» **Problème à résoudre**: Poursuivez le texte sur l'articulation fémoro-patellaire après sa dernière phrase.

» **Texte à analyser**:

════

Ces résultats font donc la preuve d’une redistribution des pressions patellaires au niveau des surfaces de la patella.
Une étude radiographique retrouvait 47 % d’altération de l’articulation fémoro-patellaire (15) :
• 34 % modérée,
• 12 % moyenne,
• 1 % sévère.
Cependant, parmi les 53 % restants, 53 % considéraient leur genou comme anormal. Les résultats montraient dans cette étude une corrélation significative entre l’importance des lésions fémoro-patellaires et le raccourcissement du tendon rotulien, ce qui va dans le sens de différents travaux de la littérature considérant un seuil de tolérance de raccourcissement de 6 % au-delà duquel les répercussions mécaniques deviennent extrêmement délétères.

════

» **Données fournies**:
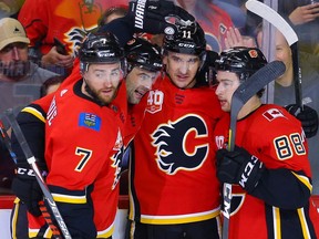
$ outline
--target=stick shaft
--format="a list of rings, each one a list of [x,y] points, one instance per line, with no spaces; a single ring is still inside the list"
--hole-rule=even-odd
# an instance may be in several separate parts
[[[48,202],[49,205],[49,208],[51,210],[51,214],[47,214],[47,215],[43,215],[44,216],[44,219],[45,221],[48,222],[50,229],[52,230],[52,233],[55,238],[61,238],[62,239],[62,236],[63,238],[65,239],[71,239],[71,235],[66,228],[66,225],[56,207],[56,204],[39,170],[39,167],[37,165],[37,160],[35,160],[35,157],[33,156],[32,152],[31,152],[31,148],[29,147],[28,143],[27,143],[27,139],[16,119],[16,116],[13,115],[12,111],[9,111],[8,114],[7,114],[8,118],[9,118],[9,122],[11,124],[11,127],[16,134],[16,137],[17,137],[17,141],[19,142],[20,144],[20,147],[31,167],[31,169],[33,169],[34,172],[34,175],[35,175],[35,178],[37,178],[37,181],[38,184],[40,185],[40,188],[44,195],[44,200]],[[40,206],[40,209],[42,208],[43,210],[43,206]],[[41,211],[42,211],[41,210]],[[48,211],[48,210],[47,210]],[[52,217],[55,219],[55,221],[58,222],[58,227],[55,225],[53,225],[53,220],[52,220]],[[59,230],[59,229],[60,230]]]

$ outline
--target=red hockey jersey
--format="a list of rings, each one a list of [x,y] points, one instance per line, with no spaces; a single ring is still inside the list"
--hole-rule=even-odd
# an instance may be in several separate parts
[[[217,123],[216,148],[227,147],[228,128],[229,114]],[[237,121],[235,141],[237,146],[257,156],[269,172],[285,168],[292,179],[282,178],[280,173],[275,173],[275,180],[271,176],[268,181],[261,177],[263,181],[251,195],[239,185],[233,185],[229,238],[316,238],[316,230],[318,237],[319,215],[309,199],[311,173],[300,122],[280,106],[263,105]],[[297,193],[289,195],[287,191]],[[306,201],[305,207],[291,206],[299,204],[298,200]]]
[[[182,90],[165,76],[147,97],[134,137],[130,219],[185,224],[219,215],[213,129],[223,114],[215,90]]]

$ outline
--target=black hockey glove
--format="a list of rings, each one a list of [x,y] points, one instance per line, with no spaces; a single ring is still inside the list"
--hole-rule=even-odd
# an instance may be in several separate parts
[[[134,23],[135,32],[151,34],[173,34],[177,31],[176,20],[195,21],[186,10],[167,0],[132,0],[124,18]]]
[[[313,108],[303,105],[303,111],[300,111],[300,107],[296,104],[287,105],[285,108],[301,122],[307,138],[317,134],[318,114]]]
[[[196,74],[197,85],[213,85],[215,84],[215,61],[218,58],[218,53],[215,51],[206,50],[206,55],[202,66]]]
[[[11,188],[16,196],[25,204],[32,215],[37,217],[41,215],[39,201],[43,199],[43,194],[37,181],[34,172],[27,163],[17,165],[17,175],[13,178]]]
[[[216,157],[217,177],[222,183],[239,184],[247,193],[258,185],[265,166],[256,156],[235,147],[234,152],[219,149]]]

════

» **Réponse attendue**:
Échelles d’évaluation
Concernant les échelles d’évaluation, les patients indemnes de lésion radiographique fémoro-patellaire :
• étaient plus souvent satisfaits de leur opération,
• avaient moins de douleurs,
• avaient moins de gonflements
• et avaient une meilleure amplitude
que ceux avec lésion fémoro-patellaire. Il n’y avait pas de corrélation dans cette étude entre le degré d’instabilité résiduelle en arthrométrie et le syndrome rotulien, par contre l’évaluation musculaire isocinétique montrait à 60° de vitesse angulaire une diminution significative de force de 26 % chez ceux présentant des signes radiographiques versus 8 % chez ceux n’en présentant pas.
Ceci illustre un point fondamental dans l’évaluation globale des ligamentoplasties entre ce qui revient à la correction de l’instabilité sagittale et de la iatrogénie inhérente à la prise du transplant.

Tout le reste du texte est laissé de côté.